#### [Stated goal 1]
Answer the following from the panel description.
(a) On what dates did the exhibition "How Many Billboards? Art In Stead" run?
(b) In what year did Anne Bray develop the concept of the multicultural network of media artists and venues?
(c) Into which languages has Toby Miller's work been translated?
#### [Stated goal 2]
Revise the panel description between "A panel of outdoor" and "March 12, 2010.", inclusive, and write that part out again with "free speech" changed to "freedom of expression".
#### [Stated goal 3]
Carry the panel description forward from the point where it stops.

#### [Selected text]
>>>>

A panel of outdoor media professionals and legal experts focus on the city’s recent debate surrounding LED billboards and illegal signage, raising the notion of free speech as it relates to images on the street along the way.
Presented in conjunction with the exhibition “How Many Billboards? Art In Stead” at The MAK Center for Art and Architecture at the Schindler House, Feb. 5 - March 12, 2010.
Anne Bray has been working at the intersection of public art and media art since the mid '70s as an artist, art teacher and curator. She is an artist, teacher and Director of Freewaves, a media arts organization and festival in Los Angeles. She developed the concept of the multicultural network of media artists and venues in 1989 and has continued to see the organization through the technological, social and aesthetic changes of the 1990s to now. As an artist she exhibits her work as temporary installations in public sites and art venues combining personal and social positions via video, audio, stills and 3-d screens at gas stations, malls, movie theaters, on TV, in department stores, and on billboards. She teaches public art and multimedia at Claremont Graduate University and USC.
Toby Miller is Professor of Media & Cultural Studies at the University of California, Riverside. His teaching and research cover the media, sport, labor, gender, race, citizenship, politics, and cultural policy. Toby is the author and editor of over 30 volumes, and has published essays in well over 100 journals and books. His work has been translated into Chinese, Japanese, Swedish, Spanish, and German. He has made many appearances in the print and electronic media and previously worked in broadcasting, banking, and politics, and at NYU. His latest books are Cultural Citizenship: Cosmopolitanism, Consumerism, and Television in a Neoliberal Age, 2007; Makeover Nation: The United States of Reinvention, 2008; The Contemporary Hollywood Reader, 2009; and Television Studies: The Basics, 2010.

<<<<

#### [Data extract]
>>>>

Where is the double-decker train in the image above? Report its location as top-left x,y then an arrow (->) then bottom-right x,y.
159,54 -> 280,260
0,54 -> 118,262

<<<<

#### [Exercise response 1]
(a) Feb. 5 - March 12, 2010
(b) 1989
(c) Chinese, Japanese, Swedish, Spanish, and German

#### [Exercise response 2]
A panel of outdoor media professionals and legal experts focus on the city’s recent debate surrounding LED billboards and illegal signage, raising the notion of freedom of expression as it relates to images on the street along the way.
Presented in conjunction with the exhibition “How Many Billboards? Art In Stead” at The MAK Center for Art and Architecture at the Schindler House, Feb. 5 - March 12, 2010.

#### [Exercise response 3]
A Member of the Outdoor Advertising Association of America (OAAA) Hall of Fame, Rick Robinson is a long time OOH Media advocate, creative consultant, public speaker, fine artist, teacher and writer. His 23 years in the business have included stints as a local salesperson for Ackerley Airport Advertising SF, Business Development Manager for Gannett Outdoor SF & LA, and National Creative Director at Outdoor Systems & Infinity Outdoor for several years until he opened up MacDonald Media’s LA office in July of 2001. New York based MacDonald Media plans and buys OOH for Nike, Converse, EA Games, ESPN, J&J, AEG/Goldenvoice, and many others. Rick’s industry achievements include helping launch the now renowned Tall Walls on The Sunset Strip, serving as a 2 time Obie Judge, Founding Chairman of the OAAA Creative Committee, and as Creative Director for the award winning “Big Boy” Power 106 Radio campaign.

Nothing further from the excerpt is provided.